▶ _RECORD EXCERPTS_:
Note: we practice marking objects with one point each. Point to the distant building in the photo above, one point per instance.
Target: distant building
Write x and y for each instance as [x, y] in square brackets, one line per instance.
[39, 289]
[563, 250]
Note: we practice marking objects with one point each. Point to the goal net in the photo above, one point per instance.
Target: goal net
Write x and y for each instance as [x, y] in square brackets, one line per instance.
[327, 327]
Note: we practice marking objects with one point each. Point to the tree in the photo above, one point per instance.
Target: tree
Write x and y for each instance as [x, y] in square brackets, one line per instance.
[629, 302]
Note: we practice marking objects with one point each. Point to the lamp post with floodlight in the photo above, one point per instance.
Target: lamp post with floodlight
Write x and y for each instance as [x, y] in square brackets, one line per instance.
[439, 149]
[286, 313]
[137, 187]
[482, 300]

...

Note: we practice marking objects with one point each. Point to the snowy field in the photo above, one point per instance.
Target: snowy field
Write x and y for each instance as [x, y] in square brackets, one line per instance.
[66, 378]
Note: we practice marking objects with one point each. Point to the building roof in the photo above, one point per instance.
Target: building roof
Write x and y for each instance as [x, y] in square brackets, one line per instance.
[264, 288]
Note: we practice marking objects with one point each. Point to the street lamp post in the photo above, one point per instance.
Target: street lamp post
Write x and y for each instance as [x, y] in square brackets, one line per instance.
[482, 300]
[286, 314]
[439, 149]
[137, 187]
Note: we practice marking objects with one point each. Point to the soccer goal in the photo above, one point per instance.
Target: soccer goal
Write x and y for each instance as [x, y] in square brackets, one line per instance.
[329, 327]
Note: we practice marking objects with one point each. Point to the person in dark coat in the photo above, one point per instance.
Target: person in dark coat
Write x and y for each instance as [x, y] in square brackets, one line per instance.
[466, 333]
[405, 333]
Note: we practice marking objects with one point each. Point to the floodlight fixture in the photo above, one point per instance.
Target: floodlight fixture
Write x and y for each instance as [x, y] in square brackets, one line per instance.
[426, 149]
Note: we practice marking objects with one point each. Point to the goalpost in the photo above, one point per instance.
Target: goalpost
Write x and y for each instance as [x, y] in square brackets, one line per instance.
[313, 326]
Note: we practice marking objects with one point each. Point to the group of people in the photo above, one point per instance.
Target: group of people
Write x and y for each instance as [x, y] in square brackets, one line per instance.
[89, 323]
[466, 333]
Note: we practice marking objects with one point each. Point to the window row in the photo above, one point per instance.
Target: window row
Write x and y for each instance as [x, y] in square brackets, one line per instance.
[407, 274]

▶ _AIM OF THE EXERCISE_:
Report every line of the records above that contains the word "roof", copying each such line in full.

▶ _EXERCISE RESULT_:
Note: we practice marking objects with one point each. Point to the building roof in the photo above, one point per instance.
Target: building roof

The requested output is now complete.